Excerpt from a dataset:
## Begin
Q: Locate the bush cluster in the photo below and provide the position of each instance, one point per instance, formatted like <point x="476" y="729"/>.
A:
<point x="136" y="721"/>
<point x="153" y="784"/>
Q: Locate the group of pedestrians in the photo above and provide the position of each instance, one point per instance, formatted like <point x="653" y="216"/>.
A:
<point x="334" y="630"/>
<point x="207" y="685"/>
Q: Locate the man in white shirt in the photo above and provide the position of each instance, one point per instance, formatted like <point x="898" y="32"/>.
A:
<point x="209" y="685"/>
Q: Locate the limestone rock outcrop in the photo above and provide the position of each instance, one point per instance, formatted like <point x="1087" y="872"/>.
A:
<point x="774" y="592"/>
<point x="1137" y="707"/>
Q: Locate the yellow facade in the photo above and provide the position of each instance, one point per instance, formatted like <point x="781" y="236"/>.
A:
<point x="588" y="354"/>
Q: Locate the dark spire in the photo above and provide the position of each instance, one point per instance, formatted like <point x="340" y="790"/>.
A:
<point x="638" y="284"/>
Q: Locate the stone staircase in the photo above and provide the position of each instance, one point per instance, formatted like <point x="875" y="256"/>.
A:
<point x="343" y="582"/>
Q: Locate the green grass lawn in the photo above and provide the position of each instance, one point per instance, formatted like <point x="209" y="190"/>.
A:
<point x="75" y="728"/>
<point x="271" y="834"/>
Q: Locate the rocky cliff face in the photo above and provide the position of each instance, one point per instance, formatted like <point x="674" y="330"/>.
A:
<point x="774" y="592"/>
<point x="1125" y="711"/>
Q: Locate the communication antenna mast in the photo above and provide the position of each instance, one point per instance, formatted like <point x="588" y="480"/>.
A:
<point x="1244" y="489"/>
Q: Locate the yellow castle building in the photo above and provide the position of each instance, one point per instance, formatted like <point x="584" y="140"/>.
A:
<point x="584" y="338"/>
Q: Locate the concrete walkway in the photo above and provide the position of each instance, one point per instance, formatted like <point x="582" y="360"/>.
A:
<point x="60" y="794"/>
## End
#### What you are asked to do:
From the line that contains "Q: Locate the yellow facade" to the last line of the material above, repeat every line exactly, keeping both the first and the last.

#### Solution for this exercise:
Q: Locate the yellow facade in the photo above and provide the position of each instance, one point per instance, formatted like <point x="781" y="236"/>.
A:
<point x="588" y="354"/>
Q: Locate the dark spire in the photo above and provide the position of each instance, one point per instance, formatted like <point x="340" y="790"/>.
A:
<point x="638" y="284"/>
Q: Locate the stone staircase in the photo above and provide the position of each instance, one point per instance, formatted like <point x="875" y="256"/>.
A:
<point x="343" y="582"/>
Q: Locate the green grass lawn in the photo above and provide the position of each instance, one point per instance, formatted like <point x="209" y="190"/>.
A:
<point x="75" y="728"/>
<point x="271" y="834"/>
Q: Locate the rocky cliff face in the photo above and provide the position of each instance, one point per instance, formatted like <point x="674" y="330"/>.
A:
<point x="774" y="592"/>
<point x="1125" y="711"/>
Q: Locate the communication antenna mast in the photo above and provide the position of each instance, one point per instance, formatted like <point x="588" y="480"/>.
A:
<point x="1244" y="489"/>
Q: Locate the yellow castle building in the photo above and provide the position of each instance, one point per instance, formatted like <point x="584" y="140"/>.
A:
<point x="584" y="338"/>
Q: Locate the concrete walkway in the photo above and provide the position of each instance, one point per instance, formatted like <point x="582" y="360"/>.
A:
<point x="60" y="794"/>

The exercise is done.